## Start

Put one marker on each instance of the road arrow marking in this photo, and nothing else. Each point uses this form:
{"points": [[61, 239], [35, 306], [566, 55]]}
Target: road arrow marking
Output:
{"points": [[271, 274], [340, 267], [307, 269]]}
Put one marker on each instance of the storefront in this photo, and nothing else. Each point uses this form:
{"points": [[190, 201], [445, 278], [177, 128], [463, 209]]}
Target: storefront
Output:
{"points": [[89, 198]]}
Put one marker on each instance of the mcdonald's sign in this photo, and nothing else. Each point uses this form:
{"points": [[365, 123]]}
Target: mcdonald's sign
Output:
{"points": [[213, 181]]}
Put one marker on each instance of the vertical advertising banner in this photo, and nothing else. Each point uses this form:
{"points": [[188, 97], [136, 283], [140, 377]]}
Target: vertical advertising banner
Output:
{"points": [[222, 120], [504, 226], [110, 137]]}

## End
## Start

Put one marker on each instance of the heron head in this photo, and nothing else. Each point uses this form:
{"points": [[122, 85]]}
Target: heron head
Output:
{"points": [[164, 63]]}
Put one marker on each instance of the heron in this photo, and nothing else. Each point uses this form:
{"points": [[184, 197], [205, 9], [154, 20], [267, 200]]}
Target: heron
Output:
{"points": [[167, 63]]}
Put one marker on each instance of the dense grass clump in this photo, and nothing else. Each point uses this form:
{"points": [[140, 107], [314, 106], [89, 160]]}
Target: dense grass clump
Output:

## End
## Start

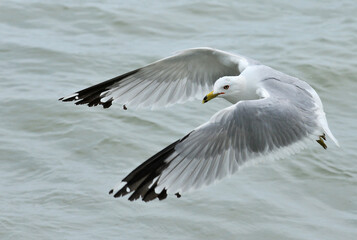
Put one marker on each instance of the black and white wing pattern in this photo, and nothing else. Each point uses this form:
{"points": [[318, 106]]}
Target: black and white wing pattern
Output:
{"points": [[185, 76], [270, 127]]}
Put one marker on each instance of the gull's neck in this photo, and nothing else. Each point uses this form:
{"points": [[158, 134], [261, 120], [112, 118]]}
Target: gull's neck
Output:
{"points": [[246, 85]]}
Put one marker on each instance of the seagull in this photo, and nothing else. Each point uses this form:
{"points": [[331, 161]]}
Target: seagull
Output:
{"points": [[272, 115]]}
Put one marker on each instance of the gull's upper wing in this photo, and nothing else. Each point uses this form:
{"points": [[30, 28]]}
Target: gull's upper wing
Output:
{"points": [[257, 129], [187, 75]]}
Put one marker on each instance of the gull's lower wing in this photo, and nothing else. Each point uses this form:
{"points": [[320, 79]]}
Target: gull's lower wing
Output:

## End

Count the lines in the items above that contain the string "heron", matching case exactly, and reply with the number alone.

4